Render all of the material as a CSV with two columns, instruction and response, and one row per entry. Wrap every field in double quotes and replace any line breaks inside a field with spaces.
start The input
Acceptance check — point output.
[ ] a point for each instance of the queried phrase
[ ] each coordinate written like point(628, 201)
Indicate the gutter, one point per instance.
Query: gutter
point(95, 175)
end The input
| Answer to this problem |
instruction,response
"Acceptance check — point output. [ ] a point for each instance of the queried phrase [ ] each coordinate written like point(628, 201) Indicate the gutter, one point per instance. Query: gutter","point(95, 175)"